*阅读摘录:*
========================================================================

为什么要使用线程池?
启动一个线程是一件很耗资源的事情, 启动线程需要跟底层操作系统打交道,为新线程开辟一个资源空间. 此外,一个进程中,线程过多,会耗尽资源,导致系统崩溃. 所以,重用和控制线程数量,是线程的必要知识.
Executors
J2ME中的java.util.concurrent.Executors就是一个线程执行器工厂,这个执行器可以管理线程池. Executors应该算是一个工厂,使用它类似newInstance的方法,可以创造出各种功能的ExecutorService(interface)实例. ExecutorService是Executor的继承接口.它的实例也就是线程执行器.
下面来看看Executors能产生什么功能的Executor实例.
newFixedThreadPool() - 创造一个管理固定数量线程的线程池.
newCachedThreadPool() - 创造一个管理非固定数量的线程池,线程一旦结束一段时间,则销毁.
newSingleThreadExecutor() - 产生一个单线程的执行器.
newSingleScheduledThreadExecutor() - 产生一个scheduled单线程执行器.
newScheduledThreadPool() - 创造一个scheduled线程的线程池.
有了Executor或者ExecutorService以后,怎么调用线程呢?
用例
一个厕所有3个坑,人们不停的进厕所做enen的事情.排量随机,蹲坑时间随机. 厕所的容量(capacity)为100, 当厕所的排量(volume)超过容量的时候, 通知清洁工来清洁. 清洁过程中不能再放新人进来. 厕所每天只服务100个人,然后停业.
本例中有4个类:
ThreadPool - main函数入口类.
Toilet - 厕所, 它使用一个具有3个线程处理能力的线程池来表达3个坑(holes)的概念.
People - 人, 排队上厕所
Cleaner - 清洁工, 清扫厕所
package concurrency;
import java.util.Random;
import java.util.concurrent.ExecutorService;
import java.util.concurrent.Executors;
public class ThreadPoolTest {
public static void main(String[] args) {
new ThreadPoolTest().test();
}
private void test() {
Toilet toilet = new Toilet();
boolean allowed = true;
for (int i=0; allowed; i++) {
People p = new People(i+"", toilet);
allowed = toilet.allowIn(p);
}
}
private class Toilet {
private volatile boolean cleaning = false;
private volatile int volume=0;
private final int CAPACITY = 100;
private volatile int peopleIn = 0;
private volatile int count = 0;
private Cleaner cleaner;
// 3 holes in his toilet.
private ExecutorService holes = Executors.newFixedThreadPool(3);
private Toilet() {
this.cleaner = new Cleaner(this);
}
private synchronized boolean allowIn(Runnable people) {
// If toilet is cleaning or 3 holes are taken, wait.

========================================================================

*所给资料:*

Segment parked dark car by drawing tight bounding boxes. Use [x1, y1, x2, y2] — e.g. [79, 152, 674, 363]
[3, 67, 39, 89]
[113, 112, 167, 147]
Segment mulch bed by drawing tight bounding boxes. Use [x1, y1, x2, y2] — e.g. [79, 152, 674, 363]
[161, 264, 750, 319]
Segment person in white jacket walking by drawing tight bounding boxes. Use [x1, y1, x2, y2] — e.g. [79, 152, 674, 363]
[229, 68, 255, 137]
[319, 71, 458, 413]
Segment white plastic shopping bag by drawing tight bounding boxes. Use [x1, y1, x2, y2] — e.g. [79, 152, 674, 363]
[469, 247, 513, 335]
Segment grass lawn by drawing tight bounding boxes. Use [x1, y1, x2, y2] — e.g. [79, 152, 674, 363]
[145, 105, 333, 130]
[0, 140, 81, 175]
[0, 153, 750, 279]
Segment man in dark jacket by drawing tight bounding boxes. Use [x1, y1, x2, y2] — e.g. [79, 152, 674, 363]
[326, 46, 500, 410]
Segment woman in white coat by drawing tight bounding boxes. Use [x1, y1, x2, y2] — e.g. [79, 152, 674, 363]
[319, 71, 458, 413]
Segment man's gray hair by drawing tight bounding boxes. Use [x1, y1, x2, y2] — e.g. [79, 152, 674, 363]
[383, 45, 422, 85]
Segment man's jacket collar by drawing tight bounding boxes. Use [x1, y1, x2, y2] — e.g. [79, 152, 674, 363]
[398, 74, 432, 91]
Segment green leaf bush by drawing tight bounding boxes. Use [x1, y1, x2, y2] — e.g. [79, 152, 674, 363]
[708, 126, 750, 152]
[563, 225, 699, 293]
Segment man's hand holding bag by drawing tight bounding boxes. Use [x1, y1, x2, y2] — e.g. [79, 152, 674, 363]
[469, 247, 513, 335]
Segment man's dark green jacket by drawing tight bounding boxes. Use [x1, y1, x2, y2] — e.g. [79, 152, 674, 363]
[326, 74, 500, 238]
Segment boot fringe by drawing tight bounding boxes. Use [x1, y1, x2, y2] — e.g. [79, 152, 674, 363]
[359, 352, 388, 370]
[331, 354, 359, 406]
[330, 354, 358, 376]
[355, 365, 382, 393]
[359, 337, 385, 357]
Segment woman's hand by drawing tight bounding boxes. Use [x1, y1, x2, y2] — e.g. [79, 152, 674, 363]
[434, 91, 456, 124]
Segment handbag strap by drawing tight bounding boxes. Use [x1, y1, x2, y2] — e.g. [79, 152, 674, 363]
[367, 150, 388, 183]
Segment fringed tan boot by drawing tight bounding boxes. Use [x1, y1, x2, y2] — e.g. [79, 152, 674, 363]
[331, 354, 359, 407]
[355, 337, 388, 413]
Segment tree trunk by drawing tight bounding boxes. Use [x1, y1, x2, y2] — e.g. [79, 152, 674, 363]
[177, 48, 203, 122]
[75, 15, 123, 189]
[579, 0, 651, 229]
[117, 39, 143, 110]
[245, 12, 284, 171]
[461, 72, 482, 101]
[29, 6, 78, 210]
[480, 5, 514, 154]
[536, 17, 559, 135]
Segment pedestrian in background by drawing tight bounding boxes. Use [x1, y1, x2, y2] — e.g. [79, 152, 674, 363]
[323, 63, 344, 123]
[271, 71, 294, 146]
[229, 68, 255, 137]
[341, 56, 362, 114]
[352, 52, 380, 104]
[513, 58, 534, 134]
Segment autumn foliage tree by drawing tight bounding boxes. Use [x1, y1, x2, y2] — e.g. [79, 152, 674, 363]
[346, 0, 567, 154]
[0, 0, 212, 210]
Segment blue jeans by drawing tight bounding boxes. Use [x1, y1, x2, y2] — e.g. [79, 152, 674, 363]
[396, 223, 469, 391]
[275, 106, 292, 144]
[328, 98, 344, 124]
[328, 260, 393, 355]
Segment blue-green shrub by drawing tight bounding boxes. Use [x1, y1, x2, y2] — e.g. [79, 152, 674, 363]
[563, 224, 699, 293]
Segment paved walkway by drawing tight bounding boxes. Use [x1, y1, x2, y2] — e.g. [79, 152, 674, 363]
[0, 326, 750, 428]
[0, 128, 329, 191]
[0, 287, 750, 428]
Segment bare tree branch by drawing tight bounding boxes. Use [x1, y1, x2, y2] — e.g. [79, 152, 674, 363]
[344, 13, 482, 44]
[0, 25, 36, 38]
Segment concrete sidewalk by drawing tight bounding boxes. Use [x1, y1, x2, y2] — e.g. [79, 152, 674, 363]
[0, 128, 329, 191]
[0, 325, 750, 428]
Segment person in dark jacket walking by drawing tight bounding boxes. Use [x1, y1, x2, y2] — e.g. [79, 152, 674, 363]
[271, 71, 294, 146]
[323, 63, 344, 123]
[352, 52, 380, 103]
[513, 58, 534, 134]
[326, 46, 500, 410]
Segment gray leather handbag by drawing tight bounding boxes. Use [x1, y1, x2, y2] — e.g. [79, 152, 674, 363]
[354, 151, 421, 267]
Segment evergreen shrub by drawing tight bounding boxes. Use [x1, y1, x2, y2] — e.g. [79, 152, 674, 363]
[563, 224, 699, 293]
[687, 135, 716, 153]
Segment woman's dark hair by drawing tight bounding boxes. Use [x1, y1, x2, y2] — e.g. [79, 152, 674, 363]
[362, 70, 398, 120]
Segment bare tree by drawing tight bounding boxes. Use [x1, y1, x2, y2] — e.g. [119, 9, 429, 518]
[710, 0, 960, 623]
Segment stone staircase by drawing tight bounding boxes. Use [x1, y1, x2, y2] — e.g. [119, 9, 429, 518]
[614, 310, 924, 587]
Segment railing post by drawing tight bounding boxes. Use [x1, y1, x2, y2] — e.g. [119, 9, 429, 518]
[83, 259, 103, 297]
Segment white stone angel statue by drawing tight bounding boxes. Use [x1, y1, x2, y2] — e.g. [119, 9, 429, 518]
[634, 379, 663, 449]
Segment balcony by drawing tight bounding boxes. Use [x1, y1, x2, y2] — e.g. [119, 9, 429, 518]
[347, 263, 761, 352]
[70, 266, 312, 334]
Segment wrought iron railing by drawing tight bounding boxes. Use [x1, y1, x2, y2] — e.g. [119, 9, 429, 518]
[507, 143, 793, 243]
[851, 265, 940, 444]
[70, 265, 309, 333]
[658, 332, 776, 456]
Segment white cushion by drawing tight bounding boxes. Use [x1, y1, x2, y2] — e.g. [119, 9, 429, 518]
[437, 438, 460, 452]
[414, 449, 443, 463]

========================================================================

*任务要求:*
- A) 根据线程池一文，说明为什么要重用线程并控制线程数量。请用一到三句话回答。
- B) 请把线程池一文中的这句话译成英文：“Executors应该算是一个工厂,使用它类似newInstance的方法,可以创造出各种功能的ExecutorService(interface)实例.”
- C) 在线程池一文的用例中，Toilet类用什么来表达3个坑的概念？

*参考答案:*
- A) 启动一个线程很耗资源，需要与底层操作系统打交道，并为新线程开辟资源空间。此外，一个进程中线程过多会耗尽资源，导致系统崩溃，所以需要重用线程并控制其数量。

- B) Executors can be regarded as a factory: by using its newInstance-like methods, you can create ExecutorService (interface) instances with various functions.

- C) 它使用一个具有3个线程处理能力的线程池，即Executors.newFixedThreadPool(3)。